■ **WORK TO COMPLETE**:
Gather every line of the listing below that contains the word "lantern" and copy each one in full. Matches must have the same uppercase and lowercase letters.

■ **Excerpt from a dataset**:
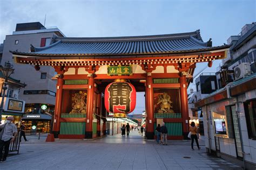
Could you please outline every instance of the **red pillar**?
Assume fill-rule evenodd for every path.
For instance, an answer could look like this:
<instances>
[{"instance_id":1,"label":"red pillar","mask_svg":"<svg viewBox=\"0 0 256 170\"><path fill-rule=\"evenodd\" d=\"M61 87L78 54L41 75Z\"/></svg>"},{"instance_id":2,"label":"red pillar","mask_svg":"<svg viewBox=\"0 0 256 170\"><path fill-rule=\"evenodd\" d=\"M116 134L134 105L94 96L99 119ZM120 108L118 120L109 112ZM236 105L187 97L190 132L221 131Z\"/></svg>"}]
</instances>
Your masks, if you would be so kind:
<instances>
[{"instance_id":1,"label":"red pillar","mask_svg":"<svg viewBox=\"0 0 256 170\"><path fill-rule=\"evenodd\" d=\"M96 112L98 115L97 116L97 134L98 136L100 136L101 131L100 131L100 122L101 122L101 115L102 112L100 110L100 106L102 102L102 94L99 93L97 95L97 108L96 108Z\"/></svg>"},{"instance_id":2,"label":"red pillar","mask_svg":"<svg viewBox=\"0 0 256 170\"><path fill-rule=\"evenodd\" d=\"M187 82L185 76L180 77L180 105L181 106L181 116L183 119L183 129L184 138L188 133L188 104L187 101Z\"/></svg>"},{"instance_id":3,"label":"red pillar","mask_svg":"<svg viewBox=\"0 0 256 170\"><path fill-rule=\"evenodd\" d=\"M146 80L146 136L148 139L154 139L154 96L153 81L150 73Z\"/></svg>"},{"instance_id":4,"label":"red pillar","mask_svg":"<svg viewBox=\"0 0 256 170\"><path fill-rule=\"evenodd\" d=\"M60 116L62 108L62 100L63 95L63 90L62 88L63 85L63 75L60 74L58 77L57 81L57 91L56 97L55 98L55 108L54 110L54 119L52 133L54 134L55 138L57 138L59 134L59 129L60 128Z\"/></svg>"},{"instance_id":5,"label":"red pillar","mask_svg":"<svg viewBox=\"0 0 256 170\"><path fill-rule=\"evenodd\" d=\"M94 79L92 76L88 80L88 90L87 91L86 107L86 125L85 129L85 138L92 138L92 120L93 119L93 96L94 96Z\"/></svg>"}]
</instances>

---

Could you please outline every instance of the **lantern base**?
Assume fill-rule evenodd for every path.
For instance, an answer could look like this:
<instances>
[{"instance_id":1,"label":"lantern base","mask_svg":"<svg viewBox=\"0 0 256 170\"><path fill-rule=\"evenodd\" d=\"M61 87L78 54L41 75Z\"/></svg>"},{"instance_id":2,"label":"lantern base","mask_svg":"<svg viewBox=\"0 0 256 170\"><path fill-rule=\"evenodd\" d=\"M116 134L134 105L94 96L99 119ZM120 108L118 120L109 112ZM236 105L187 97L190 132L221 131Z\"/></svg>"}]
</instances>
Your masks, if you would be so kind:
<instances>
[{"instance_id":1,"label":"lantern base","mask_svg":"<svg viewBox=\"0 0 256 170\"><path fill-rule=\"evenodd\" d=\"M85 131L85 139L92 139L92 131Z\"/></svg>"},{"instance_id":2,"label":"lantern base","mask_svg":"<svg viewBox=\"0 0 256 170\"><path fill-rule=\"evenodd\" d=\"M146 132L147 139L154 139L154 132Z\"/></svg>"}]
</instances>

■ **ANSWER TO THIS EXERCISE**:
Could you please outline every instance of the **lantern base**?
[{"instance_id":1,"label":"lantern base","mask_svg":"<svg viewBox=\"0 0 256 170\"><path fill-rule=\"evenodd\" d=\"M61 87L78 54L41 75Z\"/></svg>"},{"instance_id":2,"label":"lantern base","mask_svg":"<svg viewBox=\"0 0 256 170\"><path fill-rule=\"evenodd\" d=\"M116 134L134 105L94 96L99 119ZM120 108L118 120L109 112ZM236 105L187 97L190 132L221 131Z\"/></svg>"}]
[{"instance_id":1,"label":"lantern base","mask_svg":"<svg viewBox=\"0 0 256 170\"><path fill-rule=\"evenodd\" d=\"M85 131L85 139L92 139L92 131Z\"/></svg>"},{"instance_id":2,"label":"lantern base","mask_svg":"<svg viewBox=\"0 0 256 170\"><path fill-rule=\"evenodd\" d=\"M146 132L147 139L154 139L154 132Z\"/></svg>"}]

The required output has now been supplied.